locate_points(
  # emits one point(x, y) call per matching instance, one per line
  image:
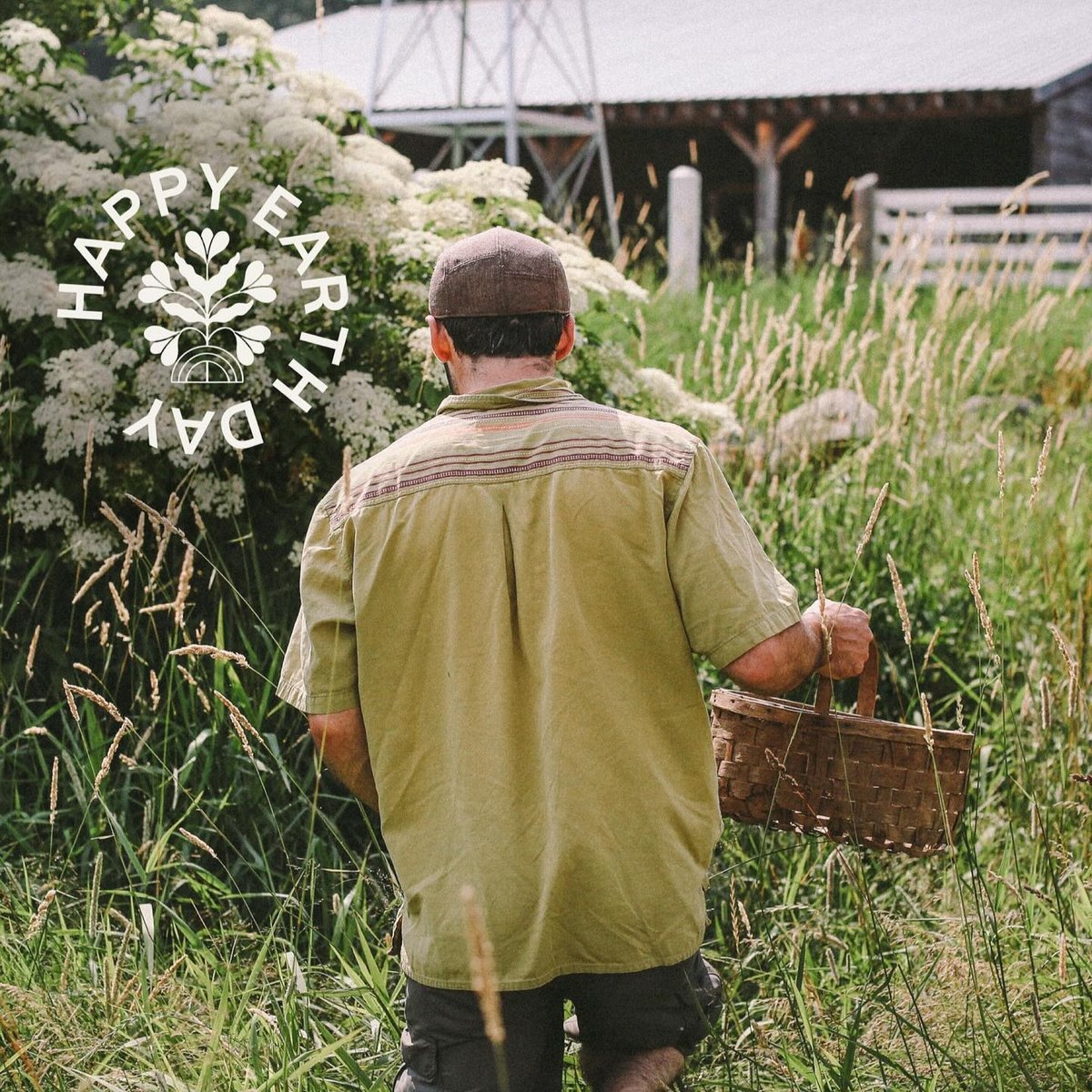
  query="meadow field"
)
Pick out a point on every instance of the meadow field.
point(188, 905)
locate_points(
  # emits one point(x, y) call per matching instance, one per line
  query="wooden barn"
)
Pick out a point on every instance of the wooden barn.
point(793, 98)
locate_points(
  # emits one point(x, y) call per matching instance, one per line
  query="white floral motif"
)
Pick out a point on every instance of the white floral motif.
point(207, 312)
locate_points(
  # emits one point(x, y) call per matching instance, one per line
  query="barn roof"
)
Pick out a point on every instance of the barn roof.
point(709, 50)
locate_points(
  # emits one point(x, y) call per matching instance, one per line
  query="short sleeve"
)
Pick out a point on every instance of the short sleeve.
point(319, 674)
point(730, 593)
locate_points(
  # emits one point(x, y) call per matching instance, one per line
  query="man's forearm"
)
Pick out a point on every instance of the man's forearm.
point(343, 746)
point(781, 662)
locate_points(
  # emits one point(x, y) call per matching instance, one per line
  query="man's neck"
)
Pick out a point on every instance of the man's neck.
point(470, 377)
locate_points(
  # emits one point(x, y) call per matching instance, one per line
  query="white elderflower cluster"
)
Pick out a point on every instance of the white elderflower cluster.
point(672, 399)
point(31, 44)
point(353, 222)
point(184, 31)
point(49, 167)
point(365, 148)
point(90, 544)
point(81, 383)
point(366, 177)
point(234, 25)
point(410, 246)
point(222, 497)
point(192, 128)
point(42, 509)
point(442, 217)
point(298, 135)
point(589, 274)
point(365, 416)
point(321, 96)
point(480, 178)
point(27, 289)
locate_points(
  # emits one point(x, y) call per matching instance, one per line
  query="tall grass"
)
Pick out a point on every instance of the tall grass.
point(188, 905)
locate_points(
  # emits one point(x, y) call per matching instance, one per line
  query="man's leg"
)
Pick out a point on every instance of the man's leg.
point(636, 1029)
point(609, 1070)
point(445, 1048)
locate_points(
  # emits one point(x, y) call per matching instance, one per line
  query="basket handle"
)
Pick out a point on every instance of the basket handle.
point(866, 687)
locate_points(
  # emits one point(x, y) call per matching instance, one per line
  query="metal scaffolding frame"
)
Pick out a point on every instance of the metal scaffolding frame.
point(561, 145)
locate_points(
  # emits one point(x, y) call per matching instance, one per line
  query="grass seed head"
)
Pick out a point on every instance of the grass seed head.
point(824, 623)
point(53, 792)
point(871, 525)
point(39, 916)
point(483, 972)
point(211, 650)
point(199, 842)
point(1041, 467)
point(900, 600)
point(33, 651)
point(108, 758)
point(96, 576)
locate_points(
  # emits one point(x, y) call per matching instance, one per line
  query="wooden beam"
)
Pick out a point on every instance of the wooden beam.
point(796, 137)
point(767, 197)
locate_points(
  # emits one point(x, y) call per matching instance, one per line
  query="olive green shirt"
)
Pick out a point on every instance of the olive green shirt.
point(511, 593)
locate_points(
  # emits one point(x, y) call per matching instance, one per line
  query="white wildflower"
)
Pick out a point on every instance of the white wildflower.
point(410, 246)
point(443, 217)
point(234, 25)
point(590, 273)
point(90, 544)
point(365, 178)
point(201, 129)
point(184, 31)
point(322, 96)
point(223, 497)
point(352, 222)
point(481, 178)
point(49, 167)
point(42, 509)
point(672, 401)
point(82, 383)
point(296, 135)
point(31, 44)
point(27, 288)
point(365, 416)
point(366, 148)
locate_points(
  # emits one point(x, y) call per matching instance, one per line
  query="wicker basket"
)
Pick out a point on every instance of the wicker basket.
point(847, 776)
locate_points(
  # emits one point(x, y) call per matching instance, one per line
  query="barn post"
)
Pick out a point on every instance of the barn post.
point(767, 197)
point(864, 221)
point(683, 228)
point(767, 153)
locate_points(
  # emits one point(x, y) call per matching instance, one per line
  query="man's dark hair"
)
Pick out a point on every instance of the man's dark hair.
point(508, 336)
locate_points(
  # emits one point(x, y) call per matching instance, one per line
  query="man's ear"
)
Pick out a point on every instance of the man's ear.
point(567, 339)
point(442, 347)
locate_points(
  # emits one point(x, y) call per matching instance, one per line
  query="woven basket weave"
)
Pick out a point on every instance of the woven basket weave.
point(849, 776)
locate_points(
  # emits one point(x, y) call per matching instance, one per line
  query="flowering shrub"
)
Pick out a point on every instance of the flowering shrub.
point(207, 214)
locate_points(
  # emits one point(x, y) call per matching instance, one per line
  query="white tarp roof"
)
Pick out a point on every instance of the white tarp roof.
point(677, 50)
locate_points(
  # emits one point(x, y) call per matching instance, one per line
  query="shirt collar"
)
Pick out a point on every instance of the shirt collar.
point(519, 392)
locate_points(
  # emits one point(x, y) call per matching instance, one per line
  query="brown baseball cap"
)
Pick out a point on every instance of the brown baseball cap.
point(498, 272)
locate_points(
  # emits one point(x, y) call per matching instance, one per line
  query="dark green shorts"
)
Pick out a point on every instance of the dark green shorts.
point(445, 1048)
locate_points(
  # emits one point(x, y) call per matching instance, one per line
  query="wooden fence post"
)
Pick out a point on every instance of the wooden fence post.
point(683, 228)
point(864, 219)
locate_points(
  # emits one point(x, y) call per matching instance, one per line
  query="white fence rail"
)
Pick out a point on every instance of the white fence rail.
point(1016, 236)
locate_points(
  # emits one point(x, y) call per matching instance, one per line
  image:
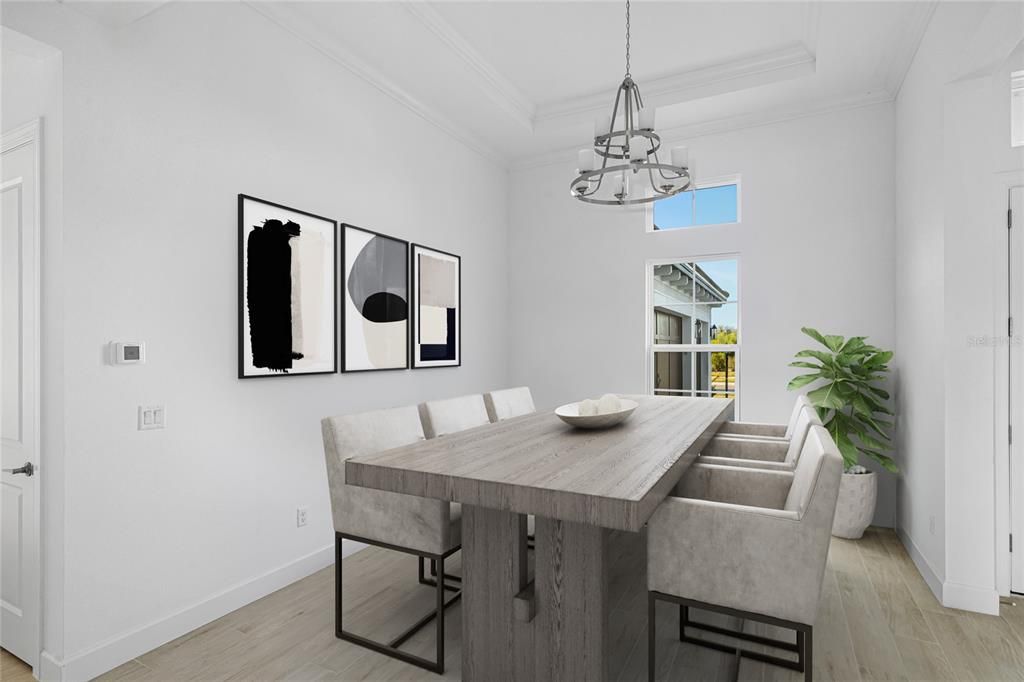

________________________

● Your goal
Write out every one of the records again, swapping "Pick out" for "Mark" wherever it appears and changing nothing else. Leave the pictures out.

● Answer below
locate_points(
  # emits one point(x, y) call per matching instance, one per line
  image:
  query="meadow field"
)
Mark a point on every instance of the meadow field.
point(188, 905)
locate_points(
  # emits one point(x, y) call per matching instance, one per line
  query="wooden barn"
)
Mark a point on every instance of the wooden barn.
point(793, 98)
locate_points(
  # emits one point(x, y) call per matching instance, one per line
  query="white floral motif"
)
Mark a point on every instance of the white floral motif.
point(207, 312)
locate_points(
  # emits one point(x, y) call per matching instance, one per line
  query="barn roof"
)
Mark a point on every instance of the barn roof.
point(709, 50)
locate_points(
  # emits one point(x, y) call per matching instance, one per line
  query="short sleeve"
)
Mark a point on every instance of the short sleeve.
point(319, 674)
point(730, 593)
locate_points(
  # emits one point(x, y) call per matching instance, one per line
  query="man's forearm"
)
Mark a point on every instance of the man's forearm.
point(343, 746)
point(781, 662)
locate_points(
  # emits one point(x, y) call per matching instance, one per line
  query="man's neck"
)
Mark a point on every instance of the man's neck.
point(470, 377)
locate_points(
  # emits one point(x, y) call per matching instance, one per line
  query="white elderflower cluster"
)
Mark a point on every instance of the white elderflower cluster.
point(672, 399)
point(31, 44)
point(353, 222)
point(184, 31)
point(49, 167)
point(365, 148)
point(90, 544)
point(81, 383)
point(366, 177)
point(234, 25)
point(410, 246)
point(222, 497)
point(192, 128)
point(42, 509)
point(442, 217)
point(298, 135)
point(589, 274)
point(365, 416)
point(321, 96)
point(480, 178)
point(27, 289)
locate_points(
  # emits one point(x, y) call per matching instance, one per line
  query="tall grass"
)
Mark a point on every instance of the tall grass.
point(188, 905)
locate_points(
  # emits one point(x, y) call per matching instance, one per line
  query="man's leg"
)
Mark a point on every instance of the man's leg.
point(636, 1029)
point(609, 1070)
point(445, 1048)
locate_points(
  # emits one point(x, y) call per matching instance, one per line
  query="basket handle"
)
Mark a point on every instance of the basket handle.
point(866, 687)
locate_points(
  # emits one point(x, y) call per matching instance, one per line
  query="metal scaffolding frame"
)
Mark a point on every instance of the metal scaffolding frame.
point(561, 145)
locate_points(
  # emits one point(x, y) call per matching instance, one per line
  query="grass seed head"
)
Mark a point on every instance of the grass seed head.
point(824, 623)
point(53, 792)
point(871, 525)
point(39, 916)
point(483, 972)
point(211, 650)
point(199, 842)
point(1041, 467)
point(900, 600)
point(33, 651)
point(108, 758)
point(96, 576)
locate_points(
  # emits one point(x, y) call per matching instance, one per line
  query="wooden beam"
)
Mark a point on every instance of the wooden beam.
point(796, 137)
point(767, 197)
locate_points(
  # emits one point(x, y) call per matching instance, one per line
  query="olive green shirt"
)
Mark a point on every instance of the olive green shirt.
point(511, 593)
locate_points(
  # emits one point(x, y) call per matching instance, one per line
  query="white wildflower"
)
Mark a point on every instance of the white wildflower.
point(410, 246)
point(443, 217)
point(234, 25)
point(590, 273)
point(90, 544)
point(365, 178)
point(201, 129)
point(184, 31)
point(322, 96)
point(223, 497)
point(352, 222)
point(481, 178)
point(49, 167)
point(42, 509)
point(672, 401)
point(82, 383)
point(296, 135)
point(31, 44)
point(27, 288)
point(365, 416)
point(366, 148)
locate_points(
  # emits one point(x, y) call per matching instance, one per line
  query="wicker basket"
)
Mark a point on every instance of the wicker basket.
point(847, 776)
locate_points(
  # emits one point(x, y) call per matching instance, one per line
  query="barn post"
)
Mark a point on every instance of the barn post.
point(767, 197)
point(864, 221)
point(683, 228)
point(767, 153)
locate_points(
  # emits one point(x, y) call per matching instance, one per line
  query="man's dark hair"
)
Mark a point on every instance of the man's dark hair.
point(508, 336)
locate_points(
  # emits one point(x, y) call per matching instance, one per line
  query="man's ear"
)
Mark a point on every instance of the man's ear.
point(567, 339)
point(442, 347)
locate_points(
  # emits one point(x, y) call per matching instance, one per line
  query="woven basket weave"
)
Mark a point on every instance of the woven basket weave.
point(849, 776)
locate_points(
  # emits one point(x, y) call per matching instance, one per line
  query="flowering shrub"
)
Mark a point on every instance of the flowering shrub.
point(207, 214)
locate_points(
  # emits one point(x, y) call per matching instance, one per line
  query="white tarp roof"
)
Mark a point on every instance of the white tarp roof.
point(677, 50)
locate_points(
  # emits one point(x, y) call per matching instance, one per line
  query="shirt collar"
)
Mark a point on every instance of the shirt collar.
point(519, 392)
locate_points(
  # emits one point(x, y) call per matching instance, one per line
  query="brown baseball cap"
)
Mark a point on every instance of the brown baseball cap.
point(498, 272)
locate_points(
  # emits one point(x, y) call per matching instance, one per line
  query="dark green shorts"
)
Mark a point on every instance of the dark green shorts.
point(445, 1048)
locate_points(
  # emits one point(x, y) call per matching instance, one per line
  query="wooden fence post"
)
Mark a point on every instance of the wooden fence post.
point(683, 228)
point(864, 219)
locate_points(
  # emits one point(x, y) call per matching instance, one per line
  query="white fence rail"
)
Mark a point on every instance of the white fence rail.
point(1016, 236)
locate_points(
  # emits one point(x, y) call per matching instance, one per line
  image:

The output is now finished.